[Object pointing dataset rows]
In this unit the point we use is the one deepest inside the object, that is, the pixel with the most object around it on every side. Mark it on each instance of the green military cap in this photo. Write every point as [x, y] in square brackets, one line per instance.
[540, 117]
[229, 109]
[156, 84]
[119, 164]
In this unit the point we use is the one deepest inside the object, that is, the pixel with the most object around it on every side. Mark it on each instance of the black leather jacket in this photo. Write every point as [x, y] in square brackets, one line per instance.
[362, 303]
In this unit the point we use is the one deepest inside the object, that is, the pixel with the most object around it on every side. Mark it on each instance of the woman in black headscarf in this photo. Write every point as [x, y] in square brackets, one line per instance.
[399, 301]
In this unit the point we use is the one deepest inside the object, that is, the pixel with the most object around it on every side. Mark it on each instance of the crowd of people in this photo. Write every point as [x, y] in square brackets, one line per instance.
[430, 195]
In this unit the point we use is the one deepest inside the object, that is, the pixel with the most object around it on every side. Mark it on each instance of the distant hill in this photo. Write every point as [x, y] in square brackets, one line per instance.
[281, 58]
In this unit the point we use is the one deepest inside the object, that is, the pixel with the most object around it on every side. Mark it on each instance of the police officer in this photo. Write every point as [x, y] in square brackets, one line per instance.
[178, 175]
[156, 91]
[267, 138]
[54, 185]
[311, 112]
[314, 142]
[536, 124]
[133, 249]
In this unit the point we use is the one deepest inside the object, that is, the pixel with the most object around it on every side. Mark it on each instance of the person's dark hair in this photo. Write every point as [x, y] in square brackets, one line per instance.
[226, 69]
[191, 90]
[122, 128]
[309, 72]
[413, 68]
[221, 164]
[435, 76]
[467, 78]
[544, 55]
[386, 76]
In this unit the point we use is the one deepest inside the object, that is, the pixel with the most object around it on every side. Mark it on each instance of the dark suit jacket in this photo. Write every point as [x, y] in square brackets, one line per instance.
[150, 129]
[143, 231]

| GOAL OF THE EXERCISE |
Type the whole listing again, unaltered.

| SOLVED PROBLEM |
In this unit the point we use is the one deepest inside the object, that is, the pixel with the most object around it on every side. Mark it on each instance of the green military cap in this photo. Write every point as [x, y] in square brackets, one line per instance.
[540, 117]
[229, 109]
[156, 84]
[119, 164]
In this unit the point we use is the one deepest inside the object, that is, the pixel with the most object around it on every side. Mark it on each instance of the black leather jacket in this photo. Write every point as [x, y] in square brackets, one line per instance.
[362, 303]
In this unit the point we use is the one deepest inside the object, that is, the pixel with the most object around it on every side. Mark it on each instance of the woman in black headscarf in this photo. Write every point as [x, y] in square brackets, one line per instance.
[399, 301]
In this unit the point we use is the one deepest inside the object, that is, the pixel with the most object around it on every side. Mark it on each instance of the crowd of people in this photo. Write every point as [x, y] in square brackets, one line per instance.
[430, 195]
In this unit the point we use is the one deepest inside the object, that is, the pixel with the most object around it on every side. Mark it on each instance of the distant hill in this photo. Write every point as [x, y] in square brackets, one line per instance.
[281, 58]
In this unit the point we use is the one deepest inside the object, that is, the pixel with the most object around it on every side. Mark it on each instance of the police officer in this photo. Write every point as [x, y] in square brackets, one line per instance.
[178, 175]
[156, 91]
[267, 138]
[54, 185]
[311, 112]
[314, 142]
[536, 124]
[133, 249]
In this unit the point we use is the one deepest inside the object, that is, the pixel with the most object around it on every side. Mark it on each instance of the person's dark hair in this photo. Write every point as [x, y] in square brackets, one line per instance.
[226, 69]
[191, 90]
[122, 128]
[309, 72]
[413, 68]
[221, 164]
[435, 76]
[467, 78]
[544, 55]
[386, 76]
In this unit the point we use is the one deepest inside the object, that is, the pixel with the most object around it on every side. Mark it on each instance of the dark suit jacket in this photo. Write every point as [x, y] in square brackets, one line per instance.
[150, 129]
[143, 231]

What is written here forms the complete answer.